(DATASET CONTENT Opens)

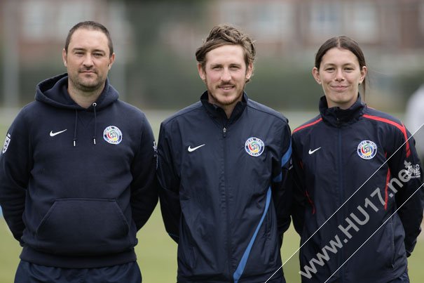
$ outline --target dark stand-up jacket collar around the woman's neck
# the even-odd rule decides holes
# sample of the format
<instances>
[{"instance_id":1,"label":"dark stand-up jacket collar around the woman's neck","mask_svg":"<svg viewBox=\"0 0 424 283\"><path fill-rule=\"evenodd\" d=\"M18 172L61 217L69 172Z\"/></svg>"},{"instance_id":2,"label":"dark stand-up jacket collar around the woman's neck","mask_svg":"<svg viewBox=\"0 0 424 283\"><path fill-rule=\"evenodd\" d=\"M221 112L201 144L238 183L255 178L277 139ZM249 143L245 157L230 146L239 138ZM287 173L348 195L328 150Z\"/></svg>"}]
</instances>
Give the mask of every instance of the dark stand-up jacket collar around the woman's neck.
<instances>
[{"instance_id":1,"label":"dark stand-up jacket collar around the woman's neck","mask_svg":"<svg viewBox=\"0 0 424 283\"><path fill-rule=\"evenodd\" d=\"M320 98L320 113L322 119L332 126L343 126L343 124L355 123L362 114L364 114L367 105L362 102L358 93L357 100L348 109L343 110L340 107L328 107L325 96Z\"/></svg>"}]
</instances>

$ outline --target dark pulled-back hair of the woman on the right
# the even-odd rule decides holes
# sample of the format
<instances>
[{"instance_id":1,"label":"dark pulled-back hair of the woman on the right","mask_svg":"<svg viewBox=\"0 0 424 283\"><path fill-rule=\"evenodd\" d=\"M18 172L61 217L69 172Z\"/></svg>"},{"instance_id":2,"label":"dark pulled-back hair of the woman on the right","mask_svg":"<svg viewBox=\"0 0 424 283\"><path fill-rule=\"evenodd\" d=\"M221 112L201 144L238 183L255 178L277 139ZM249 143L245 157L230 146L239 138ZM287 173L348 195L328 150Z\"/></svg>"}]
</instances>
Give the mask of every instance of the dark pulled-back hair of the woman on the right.
<instances>
[{"instance_id":1,"label":"dark pulled-back hair of the woman on the right","mask_svg":"<svg viewBox=\"0 0 424 283\"><path fill-rule=\"evenodd\" d=\"M322 61L322 57L329 51L331 48L342 48L346 49L353 54L355 54L358 62L360 63L360 68L367 67L367 62L365 62L365 56L362 52L362 49L360 48L360 45L357 44L357 42L350 37L346 37L346 35L341 35L338 37L331 37L331 39L327 39L327 41L322 44L320 49L318 49L317 54L315 55L315 67L320 70L320 65ZM362 90L364 93L362 95L365 95L365 79L362 81Z\"/></svg>"}]
</instances>

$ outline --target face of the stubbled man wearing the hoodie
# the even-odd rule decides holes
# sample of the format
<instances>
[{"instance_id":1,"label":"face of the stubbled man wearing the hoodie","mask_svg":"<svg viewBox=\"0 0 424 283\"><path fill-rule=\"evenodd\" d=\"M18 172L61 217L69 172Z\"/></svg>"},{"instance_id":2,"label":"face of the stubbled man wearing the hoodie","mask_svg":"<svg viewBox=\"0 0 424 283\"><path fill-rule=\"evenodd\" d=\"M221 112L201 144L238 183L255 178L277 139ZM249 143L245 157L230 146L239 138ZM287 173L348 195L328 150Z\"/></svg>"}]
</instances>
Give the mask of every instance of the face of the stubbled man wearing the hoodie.
<instances>
[{"instance_id":1,"label":"face of the stubbled man wearing the hoodie","mask_svg":"<svg viewBox=\"0 0 424 283\"><path fill-rule=\"evenodd\" d=\"M78 93L91 93L104 87L104 81L114 63L109 56L107 36L99 30L77 29L69 41L68 52L62 58L67 67L69 88Z\"/></svg>"}]
</instances>

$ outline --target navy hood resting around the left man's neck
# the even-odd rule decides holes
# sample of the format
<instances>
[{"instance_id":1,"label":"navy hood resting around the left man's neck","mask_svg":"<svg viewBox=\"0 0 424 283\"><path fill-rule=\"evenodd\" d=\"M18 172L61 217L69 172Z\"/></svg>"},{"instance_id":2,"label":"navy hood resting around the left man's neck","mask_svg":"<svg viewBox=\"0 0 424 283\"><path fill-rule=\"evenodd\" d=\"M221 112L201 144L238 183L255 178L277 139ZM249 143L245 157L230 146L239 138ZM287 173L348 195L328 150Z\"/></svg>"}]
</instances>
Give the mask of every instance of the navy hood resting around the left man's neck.
<instances>
[{"instance_id":1,"label":"navy hood resting around the left man's neck","mask_svg":"<svg viewBox=\"0 0 424 283\"><path fill-rule=\"evenodd\" d=\"M86 110L90 112L102 110L104 107L107 107L118 99L118 91L109 84L109 79L106 80L102 93L95 101L95 107L92 105L87 109L81 107L72 100L67 88L68 74L60 74L56 77L41 81L41 83L36 86L35 99L53 107Z\"/></svg>"}]
</instances>

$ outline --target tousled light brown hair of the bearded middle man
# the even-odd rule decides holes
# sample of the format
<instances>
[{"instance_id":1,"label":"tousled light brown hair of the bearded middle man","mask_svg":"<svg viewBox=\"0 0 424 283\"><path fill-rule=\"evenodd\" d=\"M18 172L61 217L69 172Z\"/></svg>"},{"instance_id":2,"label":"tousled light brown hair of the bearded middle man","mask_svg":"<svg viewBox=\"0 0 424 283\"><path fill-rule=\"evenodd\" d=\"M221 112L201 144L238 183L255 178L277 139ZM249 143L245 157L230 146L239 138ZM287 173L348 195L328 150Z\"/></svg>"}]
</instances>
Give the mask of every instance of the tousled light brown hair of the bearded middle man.
<instances>
[{"instance_id":1,"label":"tousled light brown hair of the bearded middle man","mask_svg":"<svg viewBox=\"0 0 424 283\"><path fill-rule=\"evenodd\" d=\"M200 63L203 70L205 70L206 54L214 48L224 45L240 45L245 53L246 66L252 63L253 67L256 54L254 41L247 34L241 32L240 29L230 25L217 25L211 29L203 45L196 50L196 60Z\"/></svg>"}]
</instances>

(DATASET CONTENT Closes)

# EXERCISE INSTRUCTIONS
Gather every line from the entries above where the word "outline" appears, and copy them.

# OUTPUT OF THE EXERCISE
$ outline --target dark stand-up jacket collar around the woman's neck
$ outline --target dark pulled-back hair of the woman on the right
$ outline --target face of the stubbled man wearing the hoodie
$ outline --target navy hood resting around the left man's neck
$ outline --target tousled light brown hair of the bearded middle man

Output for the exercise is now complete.